Task objective: Render the lines below as a JSON list of strings, one string per line, omitting any blank lines.

Listed records:
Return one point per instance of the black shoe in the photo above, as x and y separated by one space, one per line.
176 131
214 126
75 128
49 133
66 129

Solved problem:
[
  "Return one point per instance of the black shoe in the photo above, as x and y separated by one space, one per line.",
  "176 131",
  "214 126",
  "75 128",
  "49 133",
  "66 129"
]